→ TESTO DI LETTURA

____

Il fallimento di un accordo chiave per porre fine al lavoro minorile nell'industria del cacao ha costretto a fare i conti con questo tabù. E se le norme internazionali sul lavoro minorile in realtà peggiorassero le condizioni di vita dei bambini? 

L’undicenne ghanese Samuel (un bambino immaginario, frutto dei resoconti forniti da ONG e osservatori in Ghana) viene dolcemente svegliato da sua madre alle 6 del mattino. Dopo una piccola colazione a base di porridge di mais, si dirige verso l’appezzamento di famiglia di due acri per aiutare a raccogliere i baccelli di cacao, poiché è la stagione di punta del raccolto. Per circa tre mesi all’anno, Samuel abbandona la scuola in modo che la sua famiglia possa guadagnare abbastanza per pagare la sua istruzione. I suoi due fratelli maggiori sono partiti per cercare lavoro nella città di Kumasi. Le sue due sorelle minori sono ancora troppo piccole per dare una mano. I suoi genitori non hanno i soldi per assumere operai. 

Il lavoro deve essere fatto a mano perché i baccelli maturano in tempi diversi sullo stesso albero. Samuel usa un lungo bastone con un gancio di metallo all’estremità per raccogliere i baccelli. Poi, li apre con un piccolo machete e tira fuori la polpa bianca che contiene i semi di cacao.  

Samuel non è un criminale, ma quello che fa è illegale. Durante la sua giornata nella fattoria ha esercitato almeno tre attività pericolose come definito dal quadro del lavoro minorile del Ghana.

____

[Voci di dati]
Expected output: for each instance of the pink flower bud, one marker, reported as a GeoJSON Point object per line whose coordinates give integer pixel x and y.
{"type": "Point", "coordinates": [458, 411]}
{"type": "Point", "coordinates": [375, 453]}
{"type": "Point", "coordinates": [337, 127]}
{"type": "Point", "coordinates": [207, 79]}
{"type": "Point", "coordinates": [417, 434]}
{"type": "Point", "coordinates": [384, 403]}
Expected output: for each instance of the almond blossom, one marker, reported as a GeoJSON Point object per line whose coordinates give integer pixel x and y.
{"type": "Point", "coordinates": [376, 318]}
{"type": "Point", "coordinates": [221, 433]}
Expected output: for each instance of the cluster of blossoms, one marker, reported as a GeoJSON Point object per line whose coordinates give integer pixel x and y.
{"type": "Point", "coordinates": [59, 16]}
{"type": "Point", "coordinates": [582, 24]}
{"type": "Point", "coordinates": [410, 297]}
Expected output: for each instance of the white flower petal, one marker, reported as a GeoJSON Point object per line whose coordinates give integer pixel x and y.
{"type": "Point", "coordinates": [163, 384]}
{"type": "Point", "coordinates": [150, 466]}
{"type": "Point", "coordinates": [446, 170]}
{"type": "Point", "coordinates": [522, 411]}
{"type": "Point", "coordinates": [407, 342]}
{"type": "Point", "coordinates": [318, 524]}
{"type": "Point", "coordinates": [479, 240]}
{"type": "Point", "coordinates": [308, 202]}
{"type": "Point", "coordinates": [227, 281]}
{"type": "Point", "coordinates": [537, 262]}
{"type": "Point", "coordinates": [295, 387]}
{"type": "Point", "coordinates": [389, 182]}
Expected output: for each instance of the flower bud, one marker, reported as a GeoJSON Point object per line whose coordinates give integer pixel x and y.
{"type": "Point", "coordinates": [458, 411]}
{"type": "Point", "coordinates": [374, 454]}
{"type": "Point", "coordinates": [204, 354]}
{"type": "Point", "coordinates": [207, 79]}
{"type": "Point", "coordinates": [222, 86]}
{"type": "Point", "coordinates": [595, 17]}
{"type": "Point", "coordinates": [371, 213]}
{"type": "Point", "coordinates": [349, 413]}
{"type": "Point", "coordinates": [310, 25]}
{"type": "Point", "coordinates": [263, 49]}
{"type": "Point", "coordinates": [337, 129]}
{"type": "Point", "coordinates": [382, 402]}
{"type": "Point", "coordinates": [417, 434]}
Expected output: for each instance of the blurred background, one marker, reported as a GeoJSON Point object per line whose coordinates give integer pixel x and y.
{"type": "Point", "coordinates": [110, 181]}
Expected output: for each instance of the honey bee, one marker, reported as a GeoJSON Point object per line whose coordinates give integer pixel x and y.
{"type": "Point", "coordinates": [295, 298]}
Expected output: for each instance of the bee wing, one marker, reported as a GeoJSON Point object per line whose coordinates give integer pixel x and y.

____

→ CONSEGNA A
Riporta fedelmente il passo del testo sul lavoro minorile nel cacao che va da "Il lavoro deve" fino a "semi di cacao.".
→ CONSEGNA B
Trascrivi tali e quali le voci, dalla riga che contiene "Expected output: for each instance of the blurred" fino alla fine delle voci, con entrambi gli estremi inclusi.

→ RISPOSTA ESERCIZIO A
Il lavoro deve essere fatto a mano perché i baccelli maturano in tempi diversi sullo stesso albero. Samuel usa un lungo bastone con un gancio di metallo all’estremità per raccogliere i baccelli. Poi, li apre con un piccolo machete e tira fuori la polpa bianca che contiene i semi di cacao.

→ RISPOSTA ESERCIZIO B
Expected output: for each instance of the blurred background, one marker, reported as a GeoJSON Point object per line whose coordinates give integer pixel x and y.
{"type": "Point", "coordinates": [110, 181]}
Expected output: for each instance of the honey bee, one marker, reported as a GeoJSON Point object per line whose coordinates give integer pixel x and y.
{"type": "Point", "coordinates": [295, 298]}
Expected output: for each instance of the bee wing, one marker, reported as a GeoJSON Point object per line whose coordinates give integer pixel x and y.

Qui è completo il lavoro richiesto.